▸ SELECTED TEXT:
Professor Albert Bühlmann (1923 – 1994)

The following article was written by Mark Powell, Mark is one of the UK's leading technical diving instructors. He has been diving since 1987 and instructing since 1994. He is one of only a few full time technical diving instructors in the UK and teaches all levels up to and including Advanced Trimix. Mark runs training courses around the UK as well as regularly running training trips to Cyprus, Malta and the Red Sea.
Professor Albert Bühlmann (1923 – 1994)

Professor Albert A. Bühlmann, M.D., began doing decompression research in 1959 in the Laboratory of Hyperbaric Physiology at the University Hospital in Zurich, Switzerland. Bühlmann continued his research for over thirty years and made a number of important contributions to decompression science.
Bühlmann specialized in the patho-physiology of the respiratory and circulatory systems. He took a particular interest in respiratory physiology under extreme atmospheric conditions, of the kind encountered at high altitudes or whilst diving. For the majority of his career his main interest was professional deep diving. In 1959 he supervised successful experimental dives to a depth of 120 metres in Lake Zurich using Trimix gas mixtures and changes of mixture during decompression. In the next two years Professor Bühlmann and Hannes Keller demonstrated the practical results of their research with simulated dives to 300 metres. In the following years Bühlmann worked with the US Navy who funded a series of experimental extended dives in the range of 150 to 300 metres. Bühlmann also worked with Shell Oil who were interested in the practical implications of his research as they could be applied to commercial dives involved with undersea oil fields.

▸ WORK TO COMPLETE:
1 - In the text on Albert Bühlmann, where did he begin doing decompression research?
2 - Repeat the part of the Bühlmann text that opens with the words containing "Professor Albert Bühlmann (1923" and closes with "the Red Sea.".
3 - Carry on the text about Albert Bühlmann from its last sentence.
The items that follow come from a different source than the text above.

Collection entries:
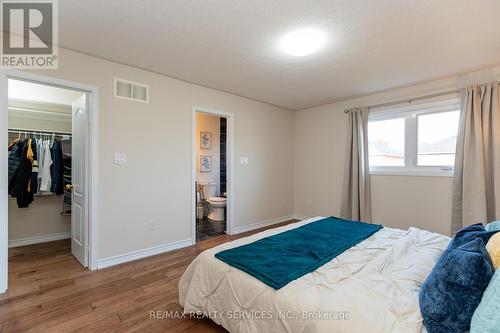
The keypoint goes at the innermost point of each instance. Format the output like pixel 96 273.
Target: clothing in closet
pixel 27 176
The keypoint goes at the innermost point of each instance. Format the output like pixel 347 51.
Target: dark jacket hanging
pixel 15 157
pixel 21 180
pixel 34 169
pixel 56 169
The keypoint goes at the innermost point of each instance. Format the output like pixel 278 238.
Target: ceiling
pixel 233 45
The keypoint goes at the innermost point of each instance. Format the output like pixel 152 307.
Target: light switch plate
pixel 120 158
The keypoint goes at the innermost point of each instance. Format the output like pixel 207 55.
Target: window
pixel 415 140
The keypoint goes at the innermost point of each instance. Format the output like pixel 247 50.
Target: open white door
pixel 79 200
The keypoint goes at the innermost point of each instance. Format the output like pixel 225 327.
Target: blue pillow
pixel 486 319
pixel 453 289
pixel 469 233
pixel 493 226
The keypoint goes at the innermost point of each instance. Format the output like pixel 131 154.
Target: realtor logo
pixel 29 38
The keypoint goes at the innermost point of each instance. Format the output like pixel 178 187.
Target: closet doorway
pixel 48 187
pixel 212 173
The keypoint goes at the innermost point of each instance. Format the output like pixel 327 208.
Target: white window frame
pixel 410 113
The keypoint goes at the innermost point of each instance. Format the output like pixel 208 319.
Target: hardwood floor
pixel 50 292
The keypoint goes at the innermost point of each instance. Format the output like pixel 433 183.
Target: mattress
pixel 371 287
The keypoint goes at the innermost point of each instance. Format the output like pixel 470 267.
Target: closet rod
pixel 409 100
pixel 28 131
pixel 26 110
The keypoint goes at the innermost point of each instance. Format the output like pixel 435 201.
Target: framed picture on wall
pixel 205 140
pixel 205 163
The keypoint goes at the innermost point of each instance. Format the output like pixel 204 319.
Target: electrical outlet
pixel 151 226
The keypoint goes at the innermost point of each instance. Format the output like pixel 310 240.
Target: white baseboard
pixel 140 254
pixel 300 217
pixel 38 239
pixel 253 226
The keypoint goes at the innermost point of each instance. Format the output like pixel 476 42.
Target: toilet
pixel 216 204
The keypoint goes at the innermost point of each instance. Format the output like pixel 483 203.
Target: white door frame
pixel 229 166
pixel 92 140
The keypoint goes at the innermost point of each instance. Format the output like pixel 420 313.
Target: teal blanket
pixel 277 260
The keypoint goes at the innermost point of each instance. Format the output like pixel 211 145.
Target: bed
pixel 373 286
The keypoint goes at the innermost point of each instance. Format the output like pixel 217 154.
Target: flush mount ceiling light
pixel 302 42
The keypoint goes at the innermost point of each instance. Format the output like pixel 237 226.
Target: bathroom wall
pixel 210 124
pixel 223 155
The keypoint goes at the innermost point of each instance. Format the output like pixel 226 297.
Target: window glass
pixel 386 141
pixel 437 138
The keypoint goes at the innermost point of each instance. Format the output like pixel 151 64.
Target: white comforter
pixel 372 287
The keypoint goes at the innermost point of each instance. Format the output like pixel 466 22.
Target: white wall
pixel 156 182
pixel 210 124
pixel 398 201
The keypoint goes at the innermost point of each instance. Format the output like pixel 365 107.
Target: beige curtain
pixel 476 190
pixel 356 200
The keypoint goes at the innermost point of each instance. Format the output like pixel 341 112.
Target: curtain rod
pixel 28 131
pixel 409 100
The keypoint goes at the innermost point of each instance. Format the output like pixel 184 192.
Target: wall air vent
pixel 132 91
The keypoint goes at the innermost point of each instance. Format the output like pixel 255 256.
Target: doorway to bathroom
pixel 212 195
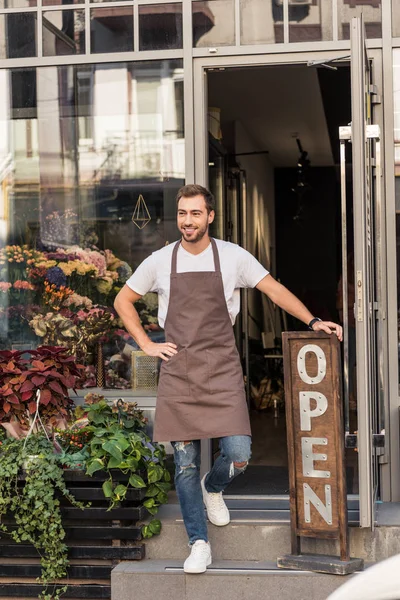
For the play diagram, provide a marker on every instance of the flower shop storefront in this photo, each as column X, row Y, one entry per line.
column 102, row 118
column 88, row 153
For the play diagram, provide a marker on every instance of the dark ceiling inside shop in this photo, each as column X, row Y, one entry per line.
column 277, row 104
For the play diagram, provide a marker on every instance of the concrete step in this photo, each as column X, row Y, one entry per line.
column 225, row 580
column 252, row 536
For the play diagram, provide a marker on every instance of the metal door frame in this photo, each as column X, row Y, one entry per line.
column 200, row 67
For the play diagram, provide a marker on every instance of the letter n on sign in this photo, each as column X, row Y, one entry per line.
column 315, row 436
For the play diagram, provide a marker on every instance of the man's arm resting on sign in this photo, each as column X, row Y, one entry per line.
column 291, row 304
column 124, row 305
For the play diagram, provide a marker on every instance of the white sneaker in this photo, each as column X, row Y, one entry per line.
column 217, row 511
column 199, row 558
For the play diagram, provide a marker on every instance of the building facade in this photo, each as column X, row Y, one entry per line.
column 107, row 108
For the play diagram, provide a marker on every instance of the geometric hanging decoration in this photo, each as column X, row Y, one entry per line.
column 141, row 216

▸ ANSWERS TO THE TASKS:
1 - In the Laboratory of Hyperbaric Physiology at the University Hospital in Zurich, Switzerland.

2 -
Professor Albert Bühlmann (1923 – 1994)

The following article was written by Mark Powell, Mark is one of the UK's leading technical diving instructors. He has been diving since 1987 and instructing since 1994. He is one of only a few full time technical diving instructors in the UK and teaches all levels up to and including Advanced Trimix. Mark runs training courses around the UK as well as regularly running training trips to Cyprus, Malta and the Red Sea.

3 -
Much of Bühlmann’s research was intended to determine the longest half times compartments for Nitrogen and Helium. As a result of this work Bühlmann extended the number of half time compartments to 16. He also investigated the decompression implications of diving at altitude. A number of severe cases of DCS showed that high altitude diving was very dangerous when using standard ‘sea level’ decompression tables. Following a series of simulated high altitude dives decompression tables that could be used at a range of altitudes were published. Bühlmann’s method for decompression calculations was similar to the one that Workman had proposed. This included M-values which expressed a linear relationship between ambient pressure and the maximum inert gas pressure in the tissue compartments. The major difference between the two approaches was that Workman's M-values were based on depth pressure (i.e. diving from sea level) and Bühlmann's M-values were based on absolute pressure (i.e. for diving at altitude).

In 1983 he published the results of his years of research in the first edition (in German) of a successful book entitled Decompression -Decompression Sickness. An English translation of the book was published in 1984. This book was the first nearly complete reference on making decompression calculations that was widely-available to the diving public. As a result, the "Bühlmann algorithm" was adopted by many of the manufacturers of wrist mounted, in-water decompression computers as well as programmers of desktop computer programs.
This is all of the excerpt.